Written exercise → Output the records. Match them exactly.

Extracted data →
## start
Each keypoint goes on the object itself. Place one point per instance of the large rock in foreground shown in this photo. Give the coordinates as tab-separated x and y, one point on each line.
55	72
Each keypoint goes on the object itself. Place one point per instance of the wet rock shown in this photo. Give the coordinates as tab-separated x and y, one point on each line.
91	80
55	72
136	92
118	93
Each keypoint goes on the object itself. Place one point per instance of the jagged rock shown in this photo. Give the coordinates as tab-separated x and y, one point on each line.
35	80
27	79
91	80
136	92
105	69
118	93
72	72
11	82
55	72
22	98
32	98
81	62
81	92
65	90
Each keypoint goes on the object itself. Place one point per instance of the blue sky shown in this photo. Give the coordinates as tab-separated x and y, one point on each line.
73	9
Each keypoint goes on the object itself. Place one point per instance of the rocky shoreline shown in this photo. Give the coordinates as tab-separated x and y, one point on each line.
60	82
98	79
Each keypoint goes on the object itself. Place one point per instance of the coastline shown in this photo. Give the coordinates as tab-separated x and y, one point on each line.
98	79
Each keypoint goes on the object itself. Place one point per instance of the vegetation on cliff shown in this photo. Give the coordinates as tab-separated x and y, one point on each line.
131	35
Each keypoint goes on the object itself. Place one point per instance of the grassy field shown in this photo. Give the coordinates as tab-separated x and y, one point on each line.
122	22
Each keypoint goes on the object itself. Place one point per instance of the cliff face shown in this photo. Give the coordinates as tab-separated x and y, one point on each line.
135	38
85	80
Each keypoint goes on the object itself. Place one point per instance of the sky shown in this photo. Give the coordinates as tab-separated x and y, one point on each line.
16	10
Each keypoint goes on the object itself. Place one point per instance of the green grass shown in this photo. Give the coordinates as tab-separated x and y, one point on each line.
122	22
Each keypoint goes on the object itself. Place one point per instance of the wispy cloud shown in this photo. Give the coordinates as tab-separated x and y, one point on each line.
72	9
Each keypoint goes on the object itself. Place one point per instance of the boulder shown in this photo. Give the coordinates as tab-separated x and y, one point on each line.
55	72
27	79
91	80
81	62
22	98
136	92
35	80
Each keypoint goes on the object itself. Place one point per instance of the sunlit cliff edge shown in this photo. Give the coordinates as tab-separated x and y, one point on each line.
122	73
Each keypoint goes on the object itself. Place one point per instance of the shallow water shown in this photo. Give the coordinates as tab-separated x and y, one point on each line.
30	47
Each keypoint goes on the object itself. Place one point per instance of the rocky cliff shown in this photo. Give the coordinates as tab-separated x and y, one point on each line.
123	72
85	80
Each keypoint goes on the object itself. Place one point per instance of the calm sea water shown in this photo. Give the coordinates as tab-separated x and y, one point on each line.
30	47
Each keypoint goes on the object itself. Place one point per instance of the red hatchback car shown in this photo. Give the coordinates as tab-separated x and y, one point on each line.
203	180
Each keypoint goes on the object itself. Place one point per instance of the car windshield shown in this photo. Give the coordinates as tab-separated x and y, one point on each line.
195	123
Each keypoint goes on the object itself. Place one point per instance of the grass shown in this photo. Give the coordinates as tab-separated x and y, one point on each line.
## end
Response to the task →
Each keypoint goes on the object itself. Place one point per instance of the large rock in foreground shown in this photo. Give the coordinates as tab-separated x and y, one point on each line.
55	72
Each keypoint goes on the object itself. Place one point per instance of the wet rock shown in this photo. Give the coordinates as tab-separated x and y, one point on each line.
91	80
55	72
136	92
118	93
Each keypoint goes on the object itself. Place one point per instance of the jagged rock shown in this photo. Give the coordinates as tab-separated x and y, one point on each line.
35	80
27	79
91	80
136	92
105	69
118	93
72	72
11	82
55	72
22	98
32	98
81	62
81	92
65	90
Each keypoint goes on the object itself. Place one point per instance of the blue sky shown in this photo. Give the coordinates as tab-separated x and y, one point on each line.
73	9
Each keypoint goes on the object itself. Place one point per instance of the rocky shoreline shown in this photo. Give the coordinates as tab-separated x and y, one point on each line.
60	82
98	79
Each keypoint goes on the object itself. Place one point per instance of the coastline shown in this photo. Give the coordinates as tab-separated x and y, one point on each line.
98	79
Each keypoint goes on the object itself. Place one point per instance of the vegetation on cliff shown in this photo. Give the coordinates as tab-separated x and y, one point on each line.
131	35
Each keypoint goes on the object itself. Place one point per instance of the grassy field shown in this photo. Give the coordinates as tab-separated x and y, one point on each line.
122	22
Each keypoint goes on the object itself. Place one point per instance of the cliff face shown in this photo. Give the coordinates as tab-separated x and y, one point on each line.
135	38
85	80
Each keypoint goes on the object itself. Place one point per instance of the sky shown in this photo. Give the coordinates as tab-separated x and y, one point on each line.
16	10
Each keypoint goes on the object itself. Place one point per instance of the green grass shown in this photo. Give the coordinates as tab-separated x and y, one point on each line.
122	22
Each keypoint goes on the object itself. Place one point per instance of the wispy cloud shown in this photo. Give the coordinates as tab-separated x and y, one point on each line.
72	9
Each keypoint goes on the object itself. Place one point per instance of the boulder shown in this photo. Give the coordinates as tab-separated x and y, one point on each line.
55	72
27	79
91	80
81	62
22	98
136	92
35	80
Each keypoint goes on the object itself. Place one point per instance of the sunlit cliff edge shown in this photo. Give the coordinates as tab-separated x and y, one point on each line.
122	73
Each keypoint goes on the object itself. Place one point per instance of the shallow water shown in this photo. Give the coordinates as tab-separated x and y, one point on each line.
30	47
Each keypoint goes on the object itself. Place one point per instance of the rocky cliff shown in this photo. Give the coordinates as tab-separated x and y, one point on each line.
123	72
85	80
Each keypoint goes on the object itself. Place one point per instance of the calm sea water shown in this photo. Give the coordinates as tab-separated x and y, one point on each line.
30	47
Each keypoint goes on the object itself. Place one point per instance of the red hatchback car shown in this photo. Give the coordinates as tab-separated x and y, one point on each line.
203	180
Each keypoint goes on the object itself. Place one point per instance of the car windshield shown in this photo. Give the coordinates as tab-separated x and y, one point on each line.
195	123
Each keypoint goes on the object itself. Place one point per instance of the grass shown in this photo. Give the coordinates as tab-separated x and y, one point on each line.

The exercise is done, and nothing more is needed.